- [Brano]:
***
Saperi

Il tragico evento della piccola Diana riguarda ognuno di noi

Non solo perché un fatto di questa portata sconvolge chiunque, indistintamente. Ma quanto accaduto ha messo in luce un aspetto radicato nella società odierna, dal quale sarà sempre più difficile allontanarsi: il fortissimo senso di solitudine che accomuna donne e uomini. Nessuno si sente autorizzato a intervenire, anche quando ad allarmare è l’incessante e esasperato pianto di una bambina

Sante Ambrosi

Il tragico evento della piccola Diana riguarda ognuno di noi

Gentile signora Alessia Pifferi,

confesso che ho fatto molta fatica a decidermi di scriverle queste poche parole, su un episodio che l’ha direttamente coinvolta con la morte della sua piccola bimba Diana.

Ho fatto fatica per la mia età di anziano ottantenne che guarda con una certa indifferenza le cose che capitano in quella società che non sento più mia, su tanti punti di vista.

Nonostante tale mio sguardo, sono rimasto impressionato nel raccogliere la triste fine della sua Diana e dei commenti finiti a più riprese sui mezzi di comunicazione, uno più cattivo dell’altro, tutti a denigrare con sicurezza il suo comportamento, per aver lasciato a morire la propria creatura nella solitudine più tragica.

Le dico subito che io non mi sento di aggregarmi alla marea di improperi che ho letto sui vari giornali e che ho raccolto in vario modo anche da miei amici, tutti a sparare sentenze, senza chiedersi il perché succedano queste cose nella nostra società.

È solo questione di cattiveria delle singole persone, oppure dentro il nostro modo di vivere si è insinuato un morbo che ancora non riusciamo a individuare?

Ho sentito i giudizi più cattivi soprattutto nei suoi confronti, come se lei sola fosse la cattiva da condannare.

Mi libero da tutto questo ciarpame di condanne perché sento di dirle qualcosa di mio e di autentico per i motivi che brevemente espongo.

Se una bimba muore di sete e di fame piangendo e nessuno abbia saputo come intervenire, mi viene da pensare che siamo precipitati in una voragine di non senso e di solitudine che un tempo non era così.

Sono nato e ho vissuto i primi anni in un cortile dove non si considerava proprietà esclusiva il figlio di una singola coppia, ma era spontaneamente considerato proprietà di tutta la comunità.

Ogni figlio apparteneva a tutti, che erano lì a sentire e a provvedere se necessario, immediatamente e senza particolari richieste.

Tutto con naturalezza.
***
- [Materiale fornito]:
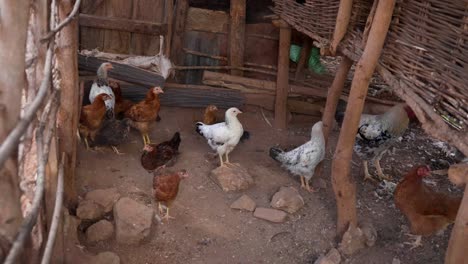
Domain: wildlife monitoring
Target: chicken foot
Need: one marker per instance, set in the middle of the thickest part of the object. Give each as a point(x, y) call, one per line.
point(417, 241)
point(380, 172)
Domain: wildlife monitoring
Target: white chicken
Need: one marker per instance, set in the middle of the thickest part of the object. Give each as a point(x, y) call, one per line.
point(101, 85)
point(302, 160)
point(223, 137)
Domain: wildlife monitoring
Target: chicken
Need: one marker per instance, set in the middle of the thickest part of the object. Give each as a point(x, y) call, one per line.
point(145, 112)
point(209, 116)
point(113, 132)
point(166, 187)
point(159, 156)
point(121, 104)
point(101, 85)
point(377, 133)
point(91, 117)
point(302, 160)
point(223, 137)
point(428, 211)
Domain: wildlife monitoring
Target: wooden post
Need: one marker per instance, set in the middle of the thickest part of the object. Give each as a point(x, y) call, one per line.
point(282, 79)
point(345, 189)
point(458, 244)
point(237, 35)
point(14, 23)
point(333, 96)
point(341, 25)
point(305, 50)
point(67, 45)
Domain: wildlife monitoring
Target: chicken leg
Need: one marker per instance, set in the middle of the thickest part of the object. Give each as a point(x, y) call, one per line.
point(379, 171)
point(367, 176)
point(416, 241)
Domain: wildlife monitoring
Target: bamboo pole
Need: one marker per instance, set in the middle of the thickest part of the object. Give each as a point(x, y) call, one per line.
point(458, 243)
point(237, 35)
point(14, 23)
point(67, 43)
point(282, 79)
point(342, 21)
point(344, 188)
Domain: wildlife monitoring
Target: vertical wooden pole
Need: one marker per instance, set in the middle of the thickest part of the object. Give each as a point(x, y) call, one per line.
point(237, 35)
point(282, 79)
point(345, 189)
point(13, 31)
point(333, 96)
point(341, 25)
point(305, 50)
point(67, 45)
point(458, 244)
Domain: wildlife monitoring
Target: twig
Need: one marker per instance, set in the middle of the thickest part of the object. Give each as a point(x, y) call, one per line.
point(65, 22)
point(43, 143)
point(56, 216)
point(13, 138)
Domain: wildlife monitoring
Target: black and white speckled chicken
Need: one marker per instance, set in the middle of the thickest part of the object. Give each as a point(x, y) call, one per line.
point(302, 160)
point(377, 133)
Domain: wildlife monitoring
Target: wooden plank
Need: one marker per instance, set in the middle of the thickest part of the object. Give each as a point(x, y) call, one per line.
point(117, 41)
point(282, 79)
point(199, 19)
point(67, 43)
point(123, 24)
point(122, 72)
point(92, 38)
point(237, 35)
point(14, 21)
point(148, 11)
point(343, 185)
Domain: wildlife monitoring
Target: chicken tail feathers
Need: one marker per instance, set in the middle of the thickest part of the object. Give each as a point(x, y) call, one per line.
point(198, 129)
point(275, 153)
***
- [Obiettivo dell'esercizio]:
In base al brano sulla morte della piccola Diana, risponda alle seguenti domande:
1. Quale sentimento, secondo il sommario iniziale, accomuna donne e uomini?
2. Come si definisce l'autore della lettera riguardo alla propria età?
3. In quale luogo l'autore è nato e ha vissuto i primi anni?

- [Esercizio svolto]:
1. Il fortissimo senso di solitudine.
2. Come un anziano ottantenne.
3. In un cortile.